WHAT THE EXERCISE ASKS:
Give back exactly the line containing "Can you find the police officer?" together with all the lines after it, ending at the final line below.

======== EXCERPTED RECORDS

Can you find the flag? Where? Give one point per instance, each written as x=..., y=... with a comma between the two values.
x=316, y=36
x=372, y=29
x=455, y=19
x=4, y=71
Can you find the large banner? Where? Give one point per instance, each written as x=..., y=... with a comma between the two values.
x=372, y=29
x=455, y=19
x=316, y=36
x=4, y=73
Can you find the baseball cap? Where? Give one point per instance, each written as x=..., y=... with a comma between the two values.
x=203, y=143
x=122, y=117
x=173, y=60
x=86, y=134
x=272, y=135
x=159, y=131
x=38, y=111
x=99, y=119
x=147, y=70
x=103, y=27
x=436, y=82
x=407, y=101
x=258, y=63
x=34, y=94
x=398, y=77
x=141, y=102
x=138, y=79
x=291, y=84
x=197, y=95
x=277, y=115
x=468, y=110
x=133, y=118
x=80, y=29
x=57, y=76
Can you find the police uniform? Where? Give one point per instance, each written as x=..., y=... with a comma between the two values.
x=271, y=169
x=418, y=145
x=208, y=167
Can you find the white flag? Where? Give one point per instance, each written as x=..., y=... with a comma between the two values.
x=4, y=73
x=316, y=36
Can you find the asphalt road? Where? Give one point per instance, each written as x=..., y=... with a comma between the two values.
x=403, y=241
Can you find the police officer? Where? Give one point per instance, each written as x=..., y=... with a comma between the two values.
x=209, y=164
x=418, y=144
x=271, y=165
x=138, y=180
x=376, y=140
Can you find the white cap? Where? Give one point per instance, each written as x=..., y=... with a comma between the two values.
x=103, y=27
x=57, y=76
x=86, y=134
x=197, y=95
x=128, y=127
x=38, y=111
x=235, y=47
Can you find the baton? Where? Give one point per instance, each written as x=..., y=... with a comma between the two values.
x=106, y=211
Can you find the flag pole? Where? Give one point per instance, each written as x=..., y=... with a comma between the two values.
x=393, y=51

================

OUTPUT:
Can you find the police officer? Where? Give one point per instance, each written as x=..., y=... with a comma between the two values.
x=209, y=164
x=418, y=144
x=271, y=165
x=138, y=180
x=376, y=140
Can you find the white cap? Where? Give one point per instance, each written as x=..., y=... with a comma between the two values.
x=103, y=27
x=57, y=76
x=86, y=134
x=197, y=95
x=128, y=127
x=38, y=111
x=235, y=47
Can you find the baton? Where? Give one point per instance, each written as x=..., y=... with a comma between the two values.
x=106, y=211
Can you find the flag pole? Where? Give one point per instance, each written as x=..., y=... with a comma between the two values.
x=393, y=51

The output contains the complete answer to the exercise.